◆ What the task asks
Repeat only the lines below from the one containing "Target: white door frame" through the one containing "Target: frosted glass light shade", inclusive, exactly as written.

◆ Data shown
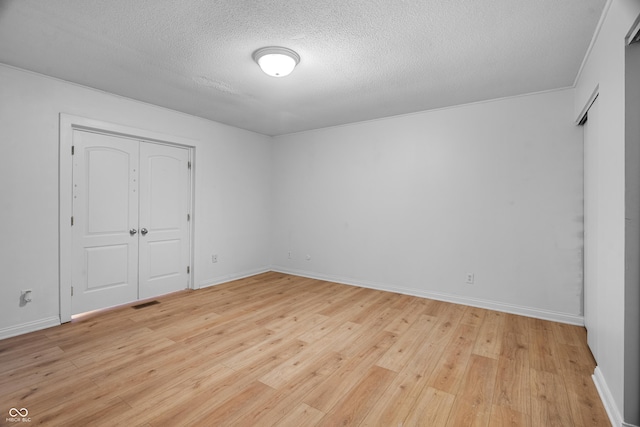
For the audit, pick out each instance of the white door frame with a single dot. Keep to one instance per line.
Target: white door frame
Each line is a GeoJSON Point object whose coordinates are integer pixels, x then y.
{"type": "Point", "coordinates": [69, 123]}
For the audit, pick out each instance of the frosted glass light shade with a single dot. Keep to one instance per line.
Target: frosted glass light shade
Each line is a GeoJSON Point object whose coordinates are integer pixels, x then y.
{"type": "Point", "coordinates": [276, 61]}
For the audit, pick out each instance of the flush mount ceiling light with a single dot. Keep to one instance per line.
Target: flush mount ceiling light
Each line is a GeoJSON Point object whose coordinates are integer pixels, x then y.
{"type": "Point", "coordinates": [276, 61]}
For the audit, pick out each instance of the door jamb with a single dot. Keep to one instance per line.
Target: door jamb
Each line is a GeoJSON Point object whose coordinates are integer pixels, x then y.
{"type": "Point", "coordinates": [69, 123]}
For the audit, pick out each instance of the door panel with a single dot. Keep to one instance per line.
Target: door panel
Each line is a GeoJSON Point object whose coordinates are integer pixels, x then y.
{"type": "Point", "coordinates": [164, 206]}
{"type": "Point", "coordinates": [105, 207]}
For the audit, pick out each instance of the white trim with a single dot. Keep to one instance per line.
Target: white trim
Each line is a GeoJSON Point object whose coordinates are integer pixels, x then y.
{"type": "Point", "coordinates": [588, 104]}
{"type": "Point", "coordinates": [230, 277]}
{"type": "Point", "coordinates": [69, 123]}
{"type": "Point", "coordinates": [635, 29]}
{"type": "Point", "coordinates": [596, 33]}
{"type": "Point", "coordinates": [32, 326]}
{"type": "Point", "coordinates": [440, 296]}
{"type": "Point", "coordinates": [607, 399]}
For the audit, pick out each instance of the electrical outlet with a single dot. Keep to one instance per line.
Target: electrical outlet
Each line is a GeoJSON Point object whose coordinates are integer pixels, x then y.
{"type": "Point", "coordinates": [26, 295]}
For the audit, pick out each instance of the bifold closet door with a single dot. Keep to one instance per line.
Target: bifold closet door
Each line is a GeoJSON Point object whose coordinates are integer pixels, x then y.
{"type": "Point", "coordinates": [164, 220]}
{"type": "Point", "coordinates": [131, 225]}
{"type": "Point", "coordinates": [105, 221]}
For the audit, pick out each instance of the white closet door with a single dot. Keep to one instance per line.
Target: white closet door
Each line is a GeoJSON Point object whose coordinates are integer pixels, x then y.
{"type": "Point", "coordinates": [164, 224]}
{"type": "Point", "coordinates": [105, 208]}
{"type": "Point", "coordinates": [591, 196]}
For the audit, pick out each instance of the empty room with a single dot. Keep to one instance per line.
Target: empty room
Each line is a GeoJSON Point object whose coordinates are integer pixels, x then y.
{"type": "Point", "coordinates": [320, 213]}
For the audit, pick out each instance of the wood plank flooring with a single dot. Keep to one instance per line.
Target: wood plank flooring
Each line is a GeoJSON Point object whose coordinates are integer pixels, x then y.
{"type": "Point", "coordinates": [280, 350]}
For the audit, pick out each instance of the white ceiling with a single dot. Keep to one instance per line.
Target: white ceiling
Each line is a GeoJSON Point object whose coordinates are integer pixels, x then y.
{"type": "Point", "coordinates": [360, 59]}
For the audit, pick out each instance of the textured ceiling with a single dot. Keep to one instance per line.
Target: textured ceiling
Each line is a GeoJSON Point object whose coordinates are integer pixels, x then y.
{"type": "Point", "coordinates": [360, 59]}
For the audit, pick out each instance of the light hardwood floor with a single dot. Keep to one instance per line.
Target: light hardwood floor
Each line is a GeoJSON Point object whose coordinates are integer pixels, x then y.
{"type": "Point", "coordinates": [280, 350]}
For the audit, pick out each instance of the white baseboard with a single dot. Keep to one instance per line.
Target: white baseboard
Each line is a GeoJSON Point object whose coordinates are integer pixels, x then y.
{"type": "Point", "coordinates": [607, 399]}
{"type": "Point", "coordinates": [230, 277]}
{"type": "Point", "coordinates": [440, 296]}
{"type": "Point", "coordinates": [25, 328]}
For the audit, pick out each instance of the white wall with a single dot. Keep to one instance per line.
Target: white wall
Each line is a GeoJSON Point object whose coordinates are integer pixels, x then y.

◆ Task output
Target: white door frame
Each line is a GeoJSON Point object whose coordinates are integer pixels, x then y.
{"type": "Point", "coordinates": [69, 123]}
For the audit, pick out each instance of the frosted glass light shade with a single dot. Keep to one instance per line.
Target: frosted glass light shade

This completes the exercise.